## [SOURCE]
Isadora Duncan was a dance pioneer who bewitched audiences during her lifetime and trained young girls in her methods and methodology so that, after her passing, they could teach generations who danced after her. She was a rebel who loved hard, experienced great tragedy as well as great success and, to paraphrase the words of Paul Anka famously sung by Frank Sinatra, she did it her way.

Angela Isadora Duncan was born in San Francisco, California on May 26, 1877. She was the last of four children of Joseph and Mary Dora Duncan. Her parent’s divorce after a financial and personal scandal before little Isadora was even out of diapers had a lasting impact on the entire family.

Mama Dora creatively raised her four children with a lot of love, few rules, and a heavy dose of artistic encouragement. Isadora dropped out of school when she was about 10 and educated herself through her public library. (Loud cheers for libraries!) She was taught social dances, and began her own dance school by 12 teaching not only those waltzes but also her own, self-created style of movement. From a very young age she fought against the unnatural movements of traditional ballet…and she never stopped.

Isadora as a fairy in Midsummer Night’s Dream…where she danced in the spotlight (and then in the shadows.) wikicommons

That doesn’t mean she didn’t study ballet, she just hated studying ballet. Using her style of dance, and with her family by her side all pursuing their own interests, Isadora landed on one stage, then another…Chicago to New York; London to Paris and it was on a stage in Budapest, Hungry, dancing to Strauss’ Blue Danube Waltz that she became a star.

During her career she earned fortunes, and spent them mostly on her own dance schools she designed to teach youth about dance, of course, but to study art and literature, too. Isadora’s dances were first inspired by nature, then by art, Greek mythology, politics, and personal tragedy when her two young children died in a horrific car accident.

[Coordinate annotation entries]
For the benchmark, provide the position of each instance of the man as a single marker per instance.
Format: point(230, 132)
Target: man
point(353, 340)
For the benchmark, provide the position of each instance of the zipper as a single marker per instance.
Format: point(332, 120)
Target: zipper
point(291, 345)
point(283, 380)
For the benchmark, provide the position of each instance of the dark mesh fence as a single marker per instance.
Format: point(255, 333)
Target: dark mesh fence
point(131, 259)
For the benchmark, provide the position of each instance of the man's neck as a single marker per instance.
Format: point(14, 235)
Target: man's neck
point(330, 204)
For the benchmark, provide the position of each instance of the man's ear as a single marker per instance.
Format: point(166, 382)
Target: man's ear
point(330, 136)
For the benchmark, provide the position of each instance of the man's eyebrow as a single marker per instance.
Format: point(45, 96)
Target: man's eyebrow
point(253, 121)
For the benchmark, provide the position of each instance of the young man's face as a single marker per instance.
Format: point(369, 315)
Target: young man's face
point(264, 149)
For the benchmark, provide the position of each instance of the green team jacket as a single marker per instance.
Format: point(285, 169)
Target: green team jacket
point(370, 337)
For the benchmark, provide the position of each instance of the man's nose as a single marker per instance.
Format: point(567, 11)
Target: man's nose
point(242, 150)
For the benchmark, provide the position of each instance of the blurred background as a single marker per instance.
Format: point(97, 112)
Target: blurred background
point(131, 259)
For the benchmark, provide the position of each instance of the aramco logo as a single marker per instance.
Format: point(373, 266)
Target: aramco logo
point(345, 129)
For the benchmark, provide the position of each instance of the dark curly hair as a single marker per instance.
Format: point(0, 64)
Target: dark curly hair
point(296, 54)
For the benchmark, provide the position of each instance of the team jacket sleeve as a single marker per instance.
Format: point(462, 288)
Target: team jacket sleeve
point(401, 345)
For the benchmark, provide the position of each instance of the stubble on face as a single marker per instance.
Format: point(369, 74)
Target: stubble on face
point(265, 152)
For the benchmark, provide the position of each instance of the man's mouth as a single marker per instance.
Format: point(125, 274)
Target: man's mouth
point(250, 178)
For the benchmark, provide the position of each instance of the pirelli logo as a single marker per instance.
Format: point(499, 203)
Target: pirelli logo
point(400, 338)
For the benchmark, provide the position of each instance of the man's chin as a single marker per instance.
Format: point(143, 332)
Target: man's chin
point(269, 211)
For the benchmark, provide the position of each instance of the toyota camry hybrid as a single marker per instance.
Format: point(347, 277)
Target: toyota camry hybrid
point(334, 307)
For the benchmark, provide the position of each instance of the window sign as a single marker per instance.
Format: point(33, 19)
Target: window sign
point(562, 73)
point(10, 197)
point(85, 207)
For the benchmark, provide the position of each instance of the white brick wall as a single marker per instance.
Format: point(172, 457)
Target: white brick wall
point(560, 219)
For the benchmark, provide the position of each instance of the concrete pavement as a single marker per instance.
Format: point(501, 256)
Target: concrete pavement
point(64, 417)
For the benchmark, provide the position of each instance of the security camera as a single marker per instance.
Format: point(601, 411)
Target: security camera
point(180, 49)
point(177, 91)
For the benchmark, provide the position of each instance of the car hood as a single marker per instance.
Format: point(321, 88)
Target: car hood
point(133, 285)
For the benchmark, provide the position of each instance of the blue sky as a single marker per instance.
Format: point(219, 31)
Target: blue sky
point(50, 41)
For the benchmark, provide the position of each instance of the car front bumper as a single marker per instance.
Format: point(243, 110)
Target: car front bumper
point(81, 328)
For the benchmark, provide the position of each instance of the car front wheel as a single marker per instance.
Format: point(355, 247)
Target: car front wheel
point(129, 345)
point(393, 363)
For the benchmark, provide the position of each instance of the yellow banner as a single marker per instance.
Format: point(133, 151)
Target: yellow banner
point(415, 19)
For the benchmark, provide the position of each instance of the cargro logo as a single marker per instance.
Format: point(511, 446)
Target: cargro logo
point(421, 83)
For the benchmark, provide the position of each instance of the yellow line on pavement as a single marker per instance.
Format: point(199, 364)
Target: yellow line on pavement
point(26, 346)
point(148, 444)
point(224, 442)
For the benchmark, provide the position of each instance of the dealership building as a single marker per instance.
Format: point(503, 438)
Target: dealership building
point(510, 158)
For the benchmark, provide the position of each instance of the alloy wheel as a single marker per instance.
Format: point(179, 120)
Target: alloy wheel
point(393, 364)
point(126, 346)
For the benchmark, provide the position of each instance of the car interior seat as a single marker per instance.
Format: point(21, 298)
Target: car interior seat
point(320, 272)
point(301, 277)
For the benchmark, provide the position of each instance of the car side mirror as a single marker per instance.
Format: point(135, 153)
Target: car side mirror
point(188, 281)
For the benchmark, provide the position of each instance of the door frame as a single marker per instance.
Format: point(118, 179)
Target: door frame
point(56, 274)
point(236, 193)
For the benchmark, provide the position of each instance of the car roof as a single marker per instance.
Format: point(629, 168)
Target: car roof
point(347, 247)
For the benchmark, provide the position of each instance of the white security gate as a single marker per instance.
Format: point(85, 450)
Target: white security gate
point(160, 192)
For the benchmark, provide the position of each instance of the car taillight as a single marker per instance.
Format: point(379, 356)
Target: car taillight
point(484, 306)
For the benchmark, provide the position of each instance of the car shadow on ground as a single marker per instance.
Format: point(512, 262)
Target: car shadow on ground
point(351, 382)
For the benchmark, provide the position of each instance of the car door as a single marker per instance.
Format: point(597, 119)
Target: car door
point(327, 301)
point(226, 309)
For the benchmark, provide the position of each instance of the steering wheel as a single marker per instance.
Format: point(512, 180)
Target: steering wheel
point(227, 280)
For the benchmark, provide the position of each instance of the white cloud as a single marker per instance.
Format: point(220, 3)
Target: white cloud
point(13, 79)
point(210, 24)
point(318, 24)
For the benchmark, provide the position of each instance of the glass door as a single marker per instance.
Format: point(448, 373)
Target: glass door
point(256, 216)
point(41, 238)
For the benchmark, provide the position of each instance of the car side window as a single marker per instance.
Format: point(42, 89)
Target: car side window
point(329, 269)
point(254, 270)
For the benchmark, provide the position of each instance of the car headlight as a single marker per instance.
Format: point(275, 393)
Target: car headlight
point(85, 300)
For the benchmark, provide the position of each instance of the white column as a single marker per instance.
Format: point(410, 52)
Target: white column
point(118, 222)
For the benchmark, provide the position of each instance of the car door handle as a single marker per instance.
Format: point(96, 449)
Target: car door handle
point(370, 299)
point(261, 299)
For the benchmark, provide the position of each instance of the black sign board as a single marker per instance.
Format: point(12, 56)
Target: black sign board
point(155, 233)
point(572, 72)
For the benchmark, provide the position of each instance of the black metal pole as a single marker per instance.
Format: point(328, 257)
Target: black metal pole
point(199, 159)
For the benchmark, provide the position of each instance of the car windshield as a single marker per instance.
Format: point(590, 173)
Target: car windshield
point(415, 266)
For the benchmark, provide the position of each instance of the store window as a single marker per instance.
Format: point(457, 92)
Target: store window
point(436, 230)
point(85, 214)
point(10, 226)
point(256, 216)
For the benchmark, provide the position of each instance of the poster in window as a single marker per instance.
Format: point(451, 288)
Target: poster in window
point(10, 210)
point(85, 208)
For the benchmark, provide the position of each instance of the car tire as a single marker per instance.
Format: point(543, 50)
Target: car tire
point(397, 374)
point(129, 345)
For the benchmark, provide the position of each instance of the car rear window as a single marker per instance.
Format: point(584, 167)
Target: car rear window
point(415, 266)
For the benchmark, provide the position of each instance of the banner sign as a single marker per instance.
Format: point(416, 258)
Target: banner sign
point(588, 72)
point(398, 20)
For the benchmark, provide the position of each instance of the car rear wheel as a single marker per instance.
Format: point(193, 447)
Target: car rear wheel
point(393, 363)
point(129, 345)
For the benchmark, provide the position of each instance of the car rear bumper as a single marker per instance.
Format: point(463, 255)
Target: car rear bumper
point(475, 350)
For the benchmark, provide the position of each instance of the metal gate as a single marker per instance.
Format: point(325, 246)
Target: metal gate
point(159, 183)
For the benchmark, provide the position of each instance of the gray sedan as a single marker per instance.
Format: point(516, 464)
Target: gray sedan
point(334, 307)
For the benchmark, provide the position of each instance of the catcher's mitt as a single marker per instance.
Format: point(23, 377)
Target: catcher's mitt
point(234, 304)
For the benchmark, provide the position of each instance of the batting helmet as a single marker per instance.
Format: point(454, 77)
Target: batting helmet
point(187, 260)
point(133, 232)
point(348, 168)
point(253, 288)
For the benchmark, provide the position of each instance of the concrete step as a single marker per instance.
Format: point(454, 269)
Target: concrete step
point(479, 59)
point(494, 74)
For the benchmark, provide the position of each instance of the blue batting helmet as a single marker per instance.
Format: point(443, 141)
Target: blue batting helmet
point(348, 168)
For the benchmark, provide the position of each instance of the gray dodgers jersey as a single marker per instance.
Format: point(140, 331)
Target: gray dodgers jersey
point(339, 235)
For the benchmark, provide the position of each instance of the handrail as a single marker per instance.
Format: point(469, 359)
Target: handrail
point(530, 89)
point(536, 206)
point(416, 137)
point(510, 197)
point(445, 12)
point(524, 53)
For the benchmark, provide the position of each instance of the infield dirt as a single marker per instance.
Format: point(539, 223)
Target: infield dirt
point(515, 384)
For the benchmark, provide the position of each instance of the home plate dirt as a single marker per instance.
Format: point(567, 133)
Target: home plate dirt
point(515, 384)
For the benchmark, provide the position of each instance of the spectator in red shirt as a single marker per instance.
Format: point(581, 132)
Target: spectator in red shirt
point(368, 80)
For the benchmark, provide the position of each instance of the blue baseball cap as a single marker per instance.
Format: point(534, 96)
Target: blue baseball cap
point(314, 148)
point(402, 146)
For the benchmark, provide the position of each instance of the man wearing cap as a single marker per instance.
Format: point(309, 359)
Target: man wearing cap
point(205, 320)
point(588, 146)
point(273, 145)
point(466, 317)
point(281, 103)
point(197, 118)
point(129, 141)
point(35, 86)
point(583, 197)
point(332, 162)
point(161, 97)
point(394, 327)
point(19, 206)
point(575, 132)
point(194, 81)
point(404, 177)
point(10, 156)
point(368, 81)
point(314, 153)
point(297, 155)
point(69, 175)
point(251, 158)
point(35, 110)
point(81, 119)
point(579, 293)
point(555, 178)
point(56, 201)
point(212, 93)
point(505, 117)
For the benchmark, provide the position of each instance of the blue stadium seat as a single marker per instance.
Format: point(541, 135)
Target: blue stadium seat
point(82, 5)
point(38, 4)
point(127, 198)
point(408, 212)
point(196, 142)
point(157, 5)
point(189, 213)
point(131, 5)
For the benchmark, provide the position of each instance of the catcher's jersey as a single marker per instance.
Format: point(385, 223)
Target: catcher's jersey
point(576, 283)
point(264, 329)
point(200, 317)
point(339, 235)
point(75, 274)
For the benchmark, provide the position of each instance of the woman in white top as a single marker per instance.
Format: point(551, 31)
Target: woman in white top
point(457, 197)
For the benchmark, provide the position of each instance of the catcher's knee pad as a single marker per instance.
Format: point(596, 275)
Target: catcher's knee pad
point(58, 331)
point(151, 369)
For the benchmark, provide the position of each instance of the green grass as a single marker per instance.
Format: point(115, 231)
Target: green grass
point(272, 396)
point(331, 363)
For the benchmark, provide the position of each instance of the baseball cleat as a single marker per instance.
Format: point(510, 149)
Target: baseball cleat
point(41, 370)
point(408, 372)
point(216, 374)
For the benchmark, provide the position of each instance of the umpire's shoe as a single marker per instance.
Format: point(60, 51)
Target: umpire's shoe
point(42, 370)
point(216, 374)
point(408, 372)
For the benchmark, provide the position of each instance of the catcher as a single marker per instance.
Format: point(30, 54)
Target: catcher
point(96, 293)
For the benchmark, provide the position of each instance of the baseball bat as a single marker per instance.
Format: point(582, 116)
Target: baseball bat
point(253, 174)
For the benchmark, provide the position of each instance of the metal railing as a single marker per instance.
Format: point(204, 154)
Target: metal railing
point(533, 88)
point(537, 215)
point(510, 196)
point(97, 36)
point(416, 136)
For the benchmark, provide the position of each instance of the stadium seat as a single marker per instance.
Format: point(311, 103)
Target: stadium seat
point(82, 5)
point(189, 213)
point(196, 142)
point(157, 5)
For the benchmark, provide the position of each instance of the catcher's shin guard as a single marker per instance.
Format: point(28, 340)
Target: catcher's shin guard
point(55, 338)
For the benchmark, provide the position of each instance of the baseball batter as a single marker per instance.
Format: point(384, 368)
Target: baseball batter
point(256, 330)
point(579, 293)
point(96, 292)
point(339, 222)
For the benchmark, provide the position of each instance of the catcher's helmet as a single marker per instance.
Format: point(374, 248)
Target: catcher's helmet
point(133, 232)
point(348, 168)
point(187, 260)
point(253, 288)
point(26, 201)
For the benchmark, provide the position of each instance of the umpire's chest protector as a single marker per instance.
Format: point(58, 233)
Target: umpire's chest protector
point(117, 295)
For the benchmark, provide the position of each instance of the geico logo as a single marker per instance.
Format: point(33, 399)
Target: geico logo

## [TASK REQUIREMENTS]
(1) List every city the Isadora Duncan profile names as a place where she performed on stage.
(2) According to the Isadora Duncan profile, what music was she dancing to on the stage where she became a star?
(3) Carry the Isadora Duncan profile forward from its final sentence.
The entries have no connection to the Isadora Duncan profile.

## [EXPECTED RESPONSES]
(1) Chicago, New York, London, Paris, Budapest

(2) Strauss' Blue Danube Waltz.

(3)
Dierdre, Isadora, and Patrick, 1913. Wikicommons

Isadora loved…a lot of people, danced on a lot of stages, won and lost the hearts of audiences and governments but she did it all on her own terms putting her art above everything else. Isadore died in her own tragic car accident on September 14, 1927, in Nice, France. She was 50 years old.

Wedding day! (Big mistake, Isadora!) Isadorable, Irma, Isadora, and Sergei.

In her very first class of students at her school in Germany, six girls bonded to become The Isadorables. These girls performed and taught Isadora’s choreography and, with her teaching methods, spread Isadora’s dances far into the future. There are still generations of Isadora Duncan dancers teaching and performing today.

Isadora and her muse: the ocean. Sur la plage, Arnold Gethke, circa 1917 wikicommons

Time Travel with The History Chicks

Books!

Peter Kurth

 

Middle Grade: by Barbara O’Connor

 

Autobiography, salt recommended

 

More of Isadora’s words

 

Graphic biography! Sabrina Jones

Web!

For the mother lode of Isadora intel, visit The Isadora Duncan Archive and get your clicking finger ready because it will lead you to dance down some rabbit holes! There is also a lot of information (and dance classes if you’re in the San Diego, California area!) at IsadoraNow.

Podcast that looks at Isadora’s dance technique and philosophy from the lens of a dance historian: Dance Like Everyone’s Watching, episode 24 and 25

Here is the first of a three-part video series that looks at Isadora’s entire life through her choreography. It’s narrated by a 5th generation Duncan dancer and if you watch it for nothing else, watch it to see Isadora’s dances come to life and out of all the still photos we have of her.

Join us on our London Locals Meet-up, a Thames Dinner cruise on June 20. Get info and tickets at Like Minds Travel!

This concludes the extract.